■ Obiettivo dell'esercizio
Prosegui il brano sulle case di moda e la collaborazione con influencer meno seguiti, riprendendo subito dopo la sua ultima frase.

■ Brano
————————

Il cambiamento dunque non fa capo solo a una pura questione generazionale – il vecchio che fa spazio al nuovo -, ma piuttosto a un nuovo esperimento di comunicazione da parte, in questo caso, delle case di moda, che vogliono ora non focalizzarsi più, a differenza di quanto accadeva fino a qualche tempo fa, sulla quantità dei contenuti, quanto piuttosto sulla loro qualità. Inoltre, collaborare con dei profili più piccoli permette di garantire una maggiore credibilità (lavorando a stretto contatto con molte realtà, gli influencer più seguiti e pagati risultano difficilmente credibili talvolta) e di arginare possibili crisi di reputazione, derivate da una cattiva pubblicità, prendendo così più facilmente le distanze da casi di ‘shitstorm’ – in Italia il caso del ‘Pandoro gate’ di Chiara Ferragni è l’esempio più recente e calzante.

————————

■ Contenuto dei record

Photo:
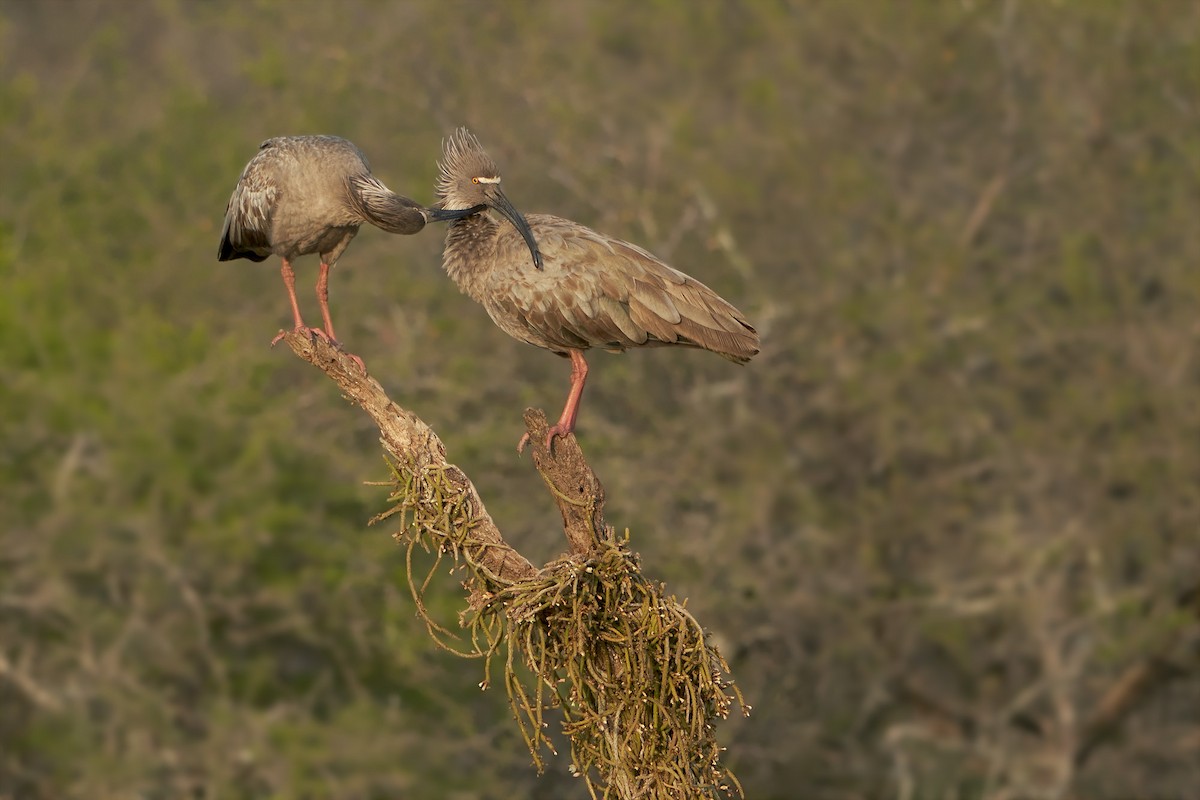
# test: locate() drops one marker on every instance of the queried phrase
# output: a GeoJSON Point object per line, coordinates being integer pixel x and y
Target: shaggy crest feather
{"type": "Point", "coordinates": [462, 157]}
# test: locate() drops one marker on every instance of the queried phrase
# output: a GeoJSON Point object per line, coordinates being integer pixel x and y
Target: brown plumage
{"type": "Point", "coordinates": [310, 194]}
{"type": "Point", "coordinates": [592, 289]}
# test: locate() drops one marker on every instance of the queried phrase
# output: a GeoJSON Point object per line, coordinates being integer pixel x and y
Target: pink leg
{"type": "Point", "coordinates": [323, 299]}
{"type": "Point", "coordinates": [289, 281]}
{"type": "Point", "coordinates": [565, 423]}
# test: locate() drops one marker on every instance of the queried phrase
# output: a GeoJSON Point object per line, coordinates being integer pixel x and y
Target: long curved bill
{"type": "Point", "coordinates": [442, 215]}
{"type": "Point", "coordinates": [502, 204]}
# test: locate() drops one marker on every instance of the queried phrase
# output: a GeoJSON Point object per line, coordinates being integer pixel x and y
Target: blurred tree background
{"type": "Point", "coordinates": [948, 509]}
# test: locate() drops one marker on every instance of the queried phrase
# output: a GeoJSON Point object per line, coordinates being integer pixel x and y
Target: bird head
{"type": "Point", "coordinates": [468, 178]}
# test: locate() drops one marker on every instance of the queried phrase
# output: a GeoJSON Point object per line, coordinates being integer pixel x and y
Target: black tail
{"type": "Point", "coordinates": [227, 252]}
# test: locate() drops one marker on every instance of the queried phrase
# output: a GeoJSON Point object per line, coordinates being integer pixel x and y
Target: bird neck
{"type": "Point", "coordinates": [383, 208]}
{"type": "Point", "coordinates": [471, 247]}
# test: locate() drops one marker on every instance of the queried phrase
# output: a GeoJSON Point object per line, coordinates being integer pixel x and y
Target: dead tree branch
{"type": "Point", "coordinates": [637, 683]}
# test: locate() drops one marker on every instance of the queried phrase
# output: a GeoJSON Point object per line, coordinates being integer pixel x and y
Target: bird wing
{"type": "Point", "coordinates": [247, 223]}
{"type": "Point", "coordinates": [597, 290]}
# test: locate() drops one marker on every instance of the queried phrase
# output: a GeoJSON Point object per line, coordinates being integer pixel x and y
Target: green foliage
{"type": "Point", "coordinates": [963, 467]}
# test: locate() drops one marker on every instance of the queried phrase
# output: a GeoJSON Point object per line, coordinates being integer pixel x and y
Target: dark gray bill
{"type": "Point", "coordinates": [442, 215]}
{"type": "Point", "coordinates": [502, 204]}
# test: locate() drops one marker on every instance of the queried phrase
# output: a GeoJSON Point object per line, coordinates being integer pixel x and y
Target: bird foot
{"type": "Point", "coordinates": [319, 334]}
{"type": "Point", "coordinates": [557, 429]}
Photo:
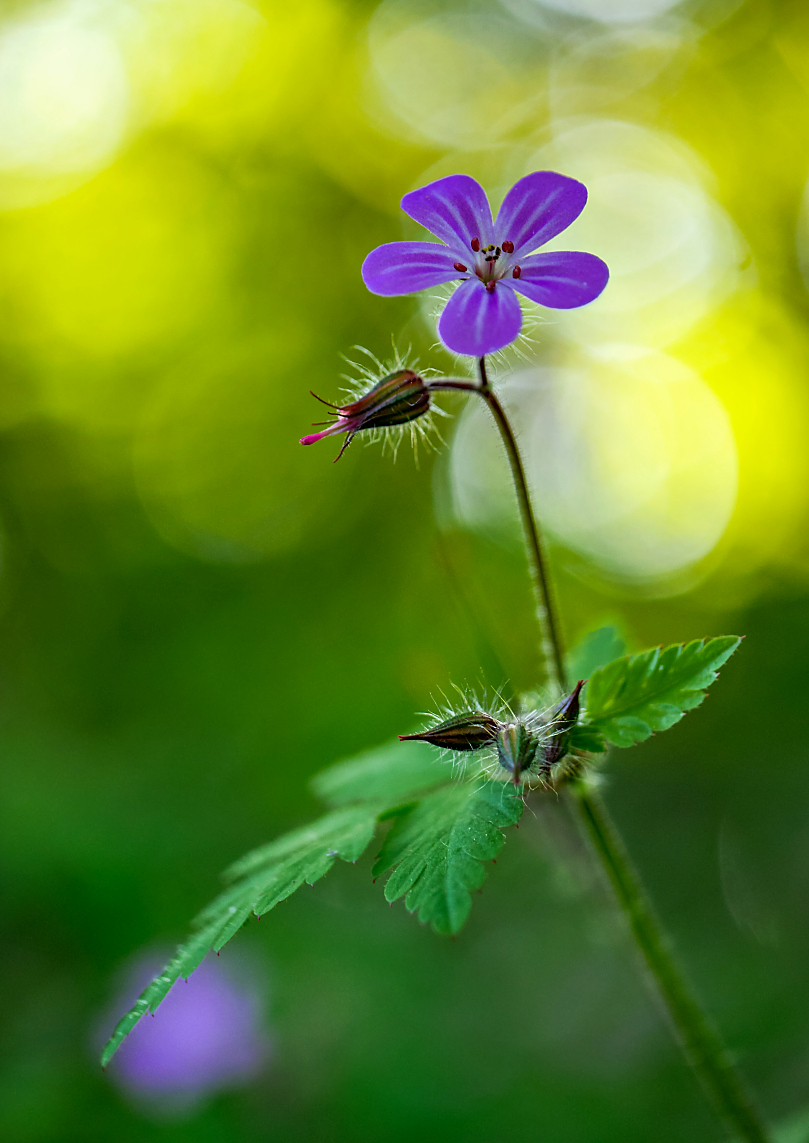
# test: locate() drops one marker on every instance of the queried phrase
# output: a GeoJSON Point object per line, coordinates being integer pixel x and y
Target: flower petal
{"type": "Point", "coordinates": [403, 268]}
{"type": "Point", "coordinates": [537, 208]}
{"type": "Point", "coordinates": [455, 209]}
{"type": "Point", "coordinates": [477, 321]}
{"type": "Point", "coordinates": [562, 279]}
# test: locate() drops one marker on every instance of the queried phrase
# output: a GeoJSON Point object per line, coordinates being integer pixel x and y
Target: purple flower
{"type": "Point", "coordinates": [206, 1037]}
{"type": "Point", "coordinates": [493, 261]}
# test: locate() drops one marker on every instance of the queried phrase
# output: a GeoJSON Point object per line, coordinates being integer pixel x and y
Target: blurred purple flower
{"type": "Point", "coordinates": [491, 260]}
{"type": "Point", "coordinates": [206, 1036]}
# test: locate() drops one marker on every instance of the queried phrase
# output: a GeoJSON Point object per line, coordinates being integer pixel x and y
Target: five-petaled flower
{"type": "Point", "coordinates": [491, 260]}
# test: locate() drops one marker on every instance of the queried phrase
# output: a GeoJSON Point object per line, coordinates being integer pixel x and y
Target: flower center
{"type": "Point", "coordinates": [493, 262]}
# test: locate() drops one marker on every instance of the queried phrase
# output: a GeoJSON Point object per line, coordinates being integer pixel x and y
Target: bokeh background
{"type": "Point", "coordinates": [197, 614]}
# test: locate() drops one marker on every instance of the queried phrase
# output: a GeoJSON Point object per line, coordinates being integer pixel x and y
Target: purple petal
{"type": "Point", "coordinates": [455, 209]}
{"type": "Point", "coordinates": [403, 268]}
{"type": "Point", "coordinates": [537, 208]}
{"type": "Point", "coordinates": [561, 280]}
{"type": "Point", "coordinates": [475, 321]}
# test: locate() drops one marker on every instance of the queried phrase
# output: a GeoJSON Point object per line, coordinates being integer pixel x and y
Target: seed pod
{"type": "Point", "coordinates": [397, 399]}
{"type": "Point", "coordinates": [562, 720]}
{"type": "Point", "coordinates": [471, 730]}
{"type": "Point", "coordinates": [517, 749]}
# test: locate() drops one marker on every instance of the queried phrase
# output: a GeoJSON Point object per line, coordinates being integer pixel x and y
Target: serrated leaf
{"type": "Point", "coordinates": [632, 697]}
{"type": "Point", "coordinates": [262, 879]}
{"type": "Point", "coordinates": [392, 774]}
{"type": "Point", "coordinates": [435, 849]}
{"type": "Point", "coordinates": [595, 649]}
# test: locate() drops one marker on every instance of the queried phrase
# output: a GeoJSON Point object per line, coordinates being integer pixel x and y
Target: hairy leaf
{"type": "Point", "coordinates": [392, 774]}
{"type": "Point", "coordinates": [435, 849]}
{"type": "Point", "coordinates": [261, 879]}
{"type": "Point", "coordinates": [594, 650]}
{"type": "Point", "coordinates": [637, 695]}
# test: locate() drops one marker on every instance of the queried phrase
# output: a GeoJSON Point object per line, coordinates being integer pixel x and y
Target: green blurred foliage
{"type": "Point", "coordinates": [197, 614]}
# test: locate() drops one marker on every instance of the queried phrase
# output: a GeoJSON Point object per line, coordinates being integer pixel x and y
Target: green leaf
{"type": "Point", "coordinates": [438, 847]}
{"type": "Point", "coordinates": [393, 774]}
{"type": "Point", "coordinates": [261, 879]}
{"type": "Point", "coordinates": [637, 695]}
{"type": "Point", "coordinates": [586, 737]}
{"type": "Point", "coordinates": [594, 650]}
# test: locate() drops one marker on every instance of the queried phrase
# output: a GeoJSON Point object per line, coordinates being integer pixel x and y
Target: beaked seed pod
{"type": "Point", "coordinates": [471, 730]}
{"type": "Point", "coordinates": [517, 749]}
{"type": "Point", "coordinates": [397, 399]}
{"type": "Point", "coordinates": [562, 720]}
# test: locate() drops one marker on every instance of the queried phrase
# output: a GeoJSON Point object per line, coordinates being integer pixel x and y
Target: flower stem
{"type": "Point", "coordinates": [696, 1033]}
{"type": "Point", "coordinates": [546, 613]}
{"type": "Point", "coordinates": [698, 1038]}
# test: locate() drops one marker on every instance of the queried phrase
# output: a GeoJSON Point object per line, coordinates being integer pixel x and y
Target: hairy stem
{"type": "Point", "coordinates": [546, 613]}
{"type": "Point", "coordinates": [698, 1038]}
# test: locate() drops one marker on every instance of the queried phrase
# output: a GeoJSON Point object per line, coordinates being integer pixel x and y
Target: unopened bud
{"type": "Point", "coordinates": [517, 749]}
{"type": "Point", "coordinates": [472, 730]}
{"type": "Point", "coordinates": [397, 399]}
{"type": "Point", "coordinates": [563, 719]}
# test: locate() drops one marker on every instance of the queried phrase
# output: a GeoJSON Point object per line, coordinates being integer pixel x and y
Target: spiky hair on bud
{"type": "Point", "coordinates": [464, 727]}
{"type": "Point", "coordinates": [533, 746]}
{"type": "Point", "coordinates": [384, 400]}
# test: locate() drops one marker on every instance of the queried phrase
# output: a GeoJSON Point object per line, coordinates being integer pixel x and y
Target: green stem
{"type": "Point", "coordinates": [697, 1034]}
{"type": "Point", "coordinates": [546, 614]}
{"type": "Point", "coordinates": [699, 1039]}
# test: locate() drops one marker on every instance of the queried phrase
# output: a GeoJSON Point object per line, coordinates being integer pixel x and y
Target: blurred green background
{"type": "Point", "coordinates": [197, 614]}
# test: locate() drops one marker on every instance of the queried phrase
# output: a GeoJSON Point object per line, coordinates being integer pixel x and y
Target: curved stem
{"type": "Point", "coordinates": [698, 1038]}
{"type": "Point", "coordinates": [546, 616]}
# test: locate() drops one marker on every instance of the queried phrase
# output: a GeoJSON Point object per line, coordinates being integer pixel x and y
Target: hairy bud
{"type": "Point", "coordinates": [563, 719]}
{"type": "Point", "coordinates": [517, 749]}
{"type": "Point", "coordinates": [397, 399]}
{"type": "Point", "coordinates": [471, 730]}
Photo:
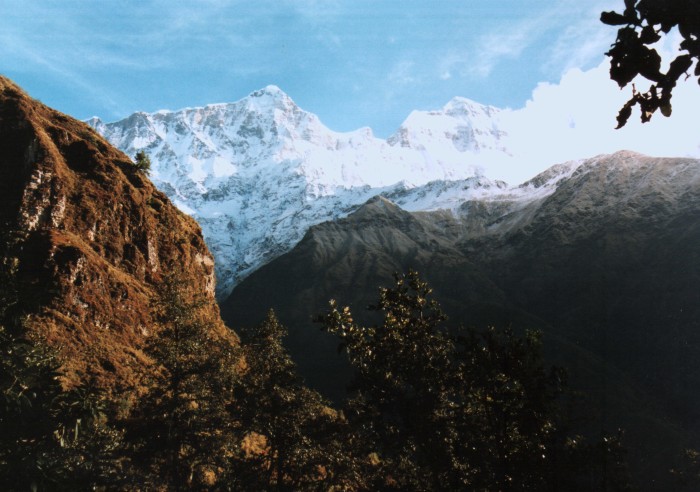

————————

■ Risposta
“Nel mondo del lusso si è passati dal prendere delle decisioni basate sulle preferenze degli uffici stampa ad attenersi invece a dei dati scientifici. Dietro ogni operazione i marchi hanno messo in moto una strategia specifica: se in una prima ondata di influencer marketing i brand facevano a gara ad accaparrarsi il creator con 5-10 milioni di follower, in quanto prima c’era un rapporto stretto tra il numero di follower e il numero di views, negli ultimi 3-4 anni, con l’evoluzione di TikTok e del suo algoritmo, l’attenzione si è spostata dalla fanbase alla viralità e alla qualità del singolo contenuto”, spiega Karim De Martino, senior vice president, international business development di Open Influence.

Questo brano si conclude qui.